Find "Check that each instance of the rear window" in the records that follow; print that line and each subsequent line through the last one, verbatim and with nothing added.

Records for this task:
____

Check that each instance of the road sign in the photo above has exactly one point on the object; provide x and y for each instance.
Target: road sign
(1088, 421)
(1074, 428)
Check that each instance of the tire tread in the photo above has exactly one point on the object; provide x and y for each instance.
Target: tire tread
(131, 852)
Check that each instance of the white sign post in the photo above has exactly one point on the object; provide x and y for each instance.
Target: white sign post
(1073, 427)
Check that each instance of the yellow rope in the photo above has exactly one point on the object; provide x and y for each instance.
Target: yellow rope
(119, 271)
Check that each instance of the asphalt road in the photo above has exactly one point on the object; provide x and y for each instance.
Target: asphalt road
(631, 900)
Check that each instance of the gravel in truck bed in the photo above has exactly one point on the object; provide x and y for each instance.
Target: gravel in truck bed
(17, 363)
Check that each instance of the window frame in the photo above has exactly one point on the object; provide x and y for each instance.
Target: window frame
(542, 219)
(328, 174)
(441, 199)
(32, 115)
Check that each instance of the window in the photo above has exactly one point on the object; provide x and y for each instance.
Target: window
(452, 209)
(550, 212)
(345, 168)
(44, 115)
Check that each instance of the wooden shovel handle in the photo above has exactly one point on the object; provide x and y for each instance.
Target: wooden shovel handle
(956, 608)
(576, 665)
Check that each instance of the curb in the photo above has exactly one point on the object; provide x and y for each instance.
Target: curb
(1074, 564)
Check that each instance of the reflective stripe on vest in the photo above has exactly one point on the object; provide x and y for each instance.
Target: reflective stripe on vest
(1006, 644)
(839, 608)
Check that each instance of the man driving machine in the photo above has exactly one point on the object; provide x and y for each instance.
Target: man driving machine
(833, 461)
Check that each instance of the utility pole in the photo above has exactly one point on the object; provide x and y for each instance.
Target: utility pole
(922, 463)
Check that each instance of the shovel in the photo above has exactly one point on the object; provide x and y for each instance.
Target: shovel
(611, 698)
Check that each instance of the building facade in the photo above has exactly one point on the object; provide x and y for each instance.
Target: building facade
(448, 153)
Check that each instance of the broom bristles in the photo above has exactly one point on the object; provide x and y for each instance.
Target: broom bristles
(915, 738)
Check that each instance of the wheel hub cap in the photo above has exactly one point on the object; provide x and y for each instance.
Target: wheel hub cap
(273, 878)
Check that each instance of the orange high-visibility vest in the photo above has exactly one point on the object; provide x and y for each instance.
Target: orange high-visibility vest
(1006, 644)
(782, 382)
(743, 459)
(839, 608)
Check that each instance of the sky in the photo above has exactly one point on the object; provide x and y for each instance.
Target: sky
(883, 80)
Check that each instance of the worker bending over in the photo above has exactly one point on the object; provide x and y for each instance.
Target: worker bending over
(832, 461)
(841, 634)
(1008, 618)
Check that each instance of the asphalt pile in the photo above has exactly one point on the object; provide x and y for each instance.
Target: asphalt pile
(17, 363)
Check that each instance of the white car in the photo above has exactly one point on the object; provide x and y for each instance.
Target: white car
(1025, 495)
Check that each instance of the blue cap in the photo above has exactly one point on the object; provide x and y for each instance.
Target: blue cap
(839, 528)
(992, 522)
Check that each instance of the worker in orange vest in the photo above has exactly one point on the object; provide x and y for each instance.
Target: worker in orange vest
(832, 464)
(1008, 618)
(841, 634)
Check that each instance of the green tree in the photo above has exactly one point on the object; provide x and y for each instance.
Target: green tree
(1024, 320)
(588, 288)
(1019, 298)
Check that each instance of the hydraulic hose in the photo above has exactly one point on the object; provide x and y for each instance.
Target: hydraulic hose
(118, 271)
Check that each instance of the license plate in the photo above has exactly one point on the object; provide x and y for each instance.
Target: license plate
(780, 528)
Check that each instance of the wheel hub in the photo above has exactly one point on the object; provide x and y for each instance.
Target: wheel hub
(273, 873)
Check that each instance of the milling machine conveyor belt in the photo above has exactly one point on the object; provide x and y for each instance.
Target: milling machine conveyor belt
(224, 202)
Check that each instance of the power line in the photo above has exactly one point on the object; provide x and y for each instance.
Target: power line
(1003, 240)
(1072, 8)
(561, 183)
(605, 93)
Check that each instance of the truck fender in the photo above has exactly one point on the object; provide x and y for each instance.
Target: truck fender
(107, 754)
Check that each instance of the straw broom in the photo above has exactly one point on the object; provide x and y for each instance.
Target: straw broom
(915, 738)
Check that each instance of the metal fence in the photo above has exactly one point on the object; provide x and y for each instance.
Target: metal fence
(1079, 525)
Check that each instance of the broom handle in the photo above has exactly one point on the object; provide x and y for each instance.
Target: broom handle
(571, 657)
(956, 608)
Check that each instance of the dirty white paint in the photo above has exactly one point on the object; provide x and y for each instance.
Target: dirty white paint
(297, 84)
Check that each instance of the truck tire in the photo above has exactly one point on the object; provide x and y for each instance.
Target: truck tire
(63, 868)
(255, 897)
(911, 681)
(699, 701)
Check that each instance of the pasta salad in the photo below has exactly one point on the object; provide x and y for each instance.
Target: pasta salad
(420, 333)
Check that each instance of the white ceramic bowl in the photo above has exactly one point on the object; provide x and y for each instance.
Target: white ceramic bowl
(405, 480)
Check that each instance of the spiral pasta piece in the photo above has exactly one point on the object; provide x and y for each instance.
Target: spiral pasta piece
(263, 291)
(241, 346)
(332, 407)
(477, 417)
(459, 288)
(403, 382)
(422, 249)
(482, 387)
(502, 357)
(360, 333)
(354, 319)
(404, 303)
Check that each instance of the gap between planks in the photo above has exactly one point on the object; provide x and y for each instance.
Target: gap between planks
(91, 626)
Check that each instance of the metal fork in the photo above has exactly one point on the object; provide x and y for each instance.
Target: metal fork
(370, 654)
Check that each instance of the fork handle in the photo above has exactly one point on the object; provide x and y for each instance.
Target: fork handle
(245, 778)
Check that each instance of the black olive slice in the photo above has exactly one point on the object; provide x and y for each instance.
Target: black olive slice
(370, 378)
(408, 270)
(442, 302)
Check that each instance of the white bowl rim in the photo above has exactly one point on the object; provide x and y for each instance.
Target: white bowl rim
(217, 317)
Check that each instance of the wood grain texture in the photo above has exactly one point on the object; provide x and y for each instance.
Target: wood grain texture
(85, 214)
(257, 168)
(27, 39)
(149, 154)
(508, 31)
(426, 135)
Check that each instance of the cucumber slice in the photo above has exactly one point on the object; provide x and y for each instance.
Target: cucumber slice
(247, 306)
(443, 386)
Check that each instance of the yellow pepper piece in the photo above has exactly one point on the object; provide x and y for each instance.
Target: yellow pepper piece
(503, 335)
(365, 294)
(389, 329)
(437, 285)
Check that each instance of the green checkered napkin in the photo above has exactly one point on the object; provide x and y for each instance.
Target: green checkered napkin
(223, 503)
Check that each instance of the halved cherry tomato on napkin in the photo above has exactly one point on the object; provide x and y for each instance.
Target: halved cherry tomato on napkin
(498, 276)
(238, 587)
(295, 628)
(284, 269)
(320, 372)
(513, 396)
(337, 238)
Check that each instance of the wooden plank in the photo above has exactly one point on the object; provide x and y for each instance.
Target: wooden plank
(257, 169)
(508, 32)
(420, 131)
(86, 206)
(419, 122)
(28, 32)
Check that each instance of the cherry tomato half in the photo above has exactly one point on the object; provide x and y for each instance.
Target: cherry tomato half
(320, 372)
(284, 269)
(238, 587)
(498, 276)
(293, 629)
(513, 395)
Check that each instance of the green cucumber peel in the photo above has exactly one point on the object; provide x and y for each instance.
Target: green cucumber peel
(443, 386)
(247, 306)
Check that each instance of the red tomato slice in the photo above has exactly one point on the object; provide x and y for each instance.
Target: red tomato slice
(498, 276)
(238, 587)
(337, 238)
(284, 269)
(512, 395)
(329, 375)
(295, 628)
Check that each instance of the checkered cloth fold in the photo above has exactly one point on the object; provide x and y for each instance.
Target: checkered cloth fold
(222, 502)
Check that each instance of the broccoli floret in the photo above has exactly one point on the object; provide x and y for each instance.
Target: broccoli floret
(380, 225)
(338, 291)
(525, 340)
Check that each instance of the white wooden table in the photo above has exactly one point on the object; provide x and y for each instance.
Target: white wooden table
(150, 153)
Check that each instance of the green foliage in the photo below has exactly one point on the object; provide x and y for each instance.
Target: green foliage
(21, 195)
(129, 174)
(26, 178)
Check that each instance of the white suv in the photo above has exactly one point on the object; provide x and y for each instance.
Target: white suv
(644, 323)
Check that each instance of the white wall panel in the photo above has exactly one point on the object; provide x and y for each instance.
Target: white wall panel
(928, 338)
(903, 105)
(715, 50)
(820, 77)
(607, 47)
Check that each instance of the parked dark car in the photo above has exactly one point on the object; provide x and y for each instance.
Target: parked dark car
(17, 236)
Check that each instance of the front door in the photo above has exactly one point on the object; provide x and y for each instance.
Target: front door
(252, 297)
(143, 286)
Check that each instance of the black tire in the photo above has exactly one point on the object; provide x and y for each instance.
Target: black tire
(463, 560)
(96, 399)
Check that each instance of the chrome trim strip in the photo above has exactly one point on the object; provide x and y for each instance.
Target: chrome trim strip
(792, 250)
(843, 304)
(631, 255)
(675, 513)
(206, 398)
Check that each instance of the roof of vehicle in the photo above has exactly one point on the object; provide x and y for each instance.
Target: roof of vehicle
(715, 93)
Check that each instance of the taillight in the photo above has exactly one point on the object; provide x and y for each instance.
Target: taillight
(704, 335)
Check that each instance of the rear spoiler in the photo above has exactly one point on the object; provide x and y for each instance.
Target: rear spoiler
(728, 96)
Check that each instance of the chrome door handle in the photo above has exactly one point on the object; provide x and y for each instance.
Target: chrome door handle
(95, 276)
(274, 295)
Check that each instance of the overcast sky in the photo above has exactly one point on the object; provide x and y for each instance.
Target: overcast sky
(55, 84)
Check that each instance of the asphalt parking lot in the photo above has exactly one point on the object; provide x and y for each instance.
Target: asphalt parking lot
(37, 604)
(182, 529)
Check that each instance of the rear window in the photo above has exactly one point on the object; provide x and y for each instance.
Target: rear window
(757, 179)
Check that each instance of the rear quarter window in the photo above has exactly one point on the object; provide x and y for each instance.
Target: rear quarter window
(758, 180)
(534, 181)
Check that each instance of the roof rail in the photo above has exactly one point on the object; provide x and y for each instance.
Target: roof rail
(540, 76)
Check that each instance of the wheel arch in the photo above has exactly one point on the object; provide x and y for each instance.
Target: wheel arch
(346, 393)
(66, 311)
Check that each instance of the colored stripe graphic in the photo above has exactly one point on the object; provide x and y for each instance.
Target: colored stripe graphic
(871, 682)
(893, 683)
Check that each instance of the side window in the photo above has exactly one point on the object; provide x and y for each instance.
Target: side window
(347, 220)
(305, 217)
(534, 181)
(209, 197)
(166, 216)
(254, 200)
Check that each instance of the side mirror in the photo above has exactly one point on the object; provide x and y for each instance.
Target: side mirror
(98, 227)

____

Problem solution:
Check that each instance of the rear window in the photo above has exactly one point on the object; provide x and y for each instance.
Target: rear window
(757, 179)
Check that each instance of the rear quarter window in the photo above has exactly one point on the object; provide x and y for each instance.
Target: rear quarter window
(758, 180)
(534, 181)
Check that each instance of the roof rail in the photo above has exactly one point on the object; provide x and y for each instance.
Target: roof rail
(540, 76)
Check that each instance of the wheel arch in the photo above has exactly one point on the object; provide x and y for each instance.
Target: wheel arch
(346, 393)
(66, 311)
Check that each instance of the colored stripe graphic in the photo above has exactly one point on the object; provide x and y for each instance.
Target: colored stripe graphic
(871, 682)
(893, 683)
Check that each instance of the side window in the photo above has exactly one point on the object; provide x and y for each instance.
Target: side window
(347, 220)
(305, 217)
(534, 181)
(209, 197)
(166, 216)
(254, 200)
Check that each instance of the side mirror in the photo above has exactly one point on the object; provide x and y for each instance.
Target: side mirror
(98, 227)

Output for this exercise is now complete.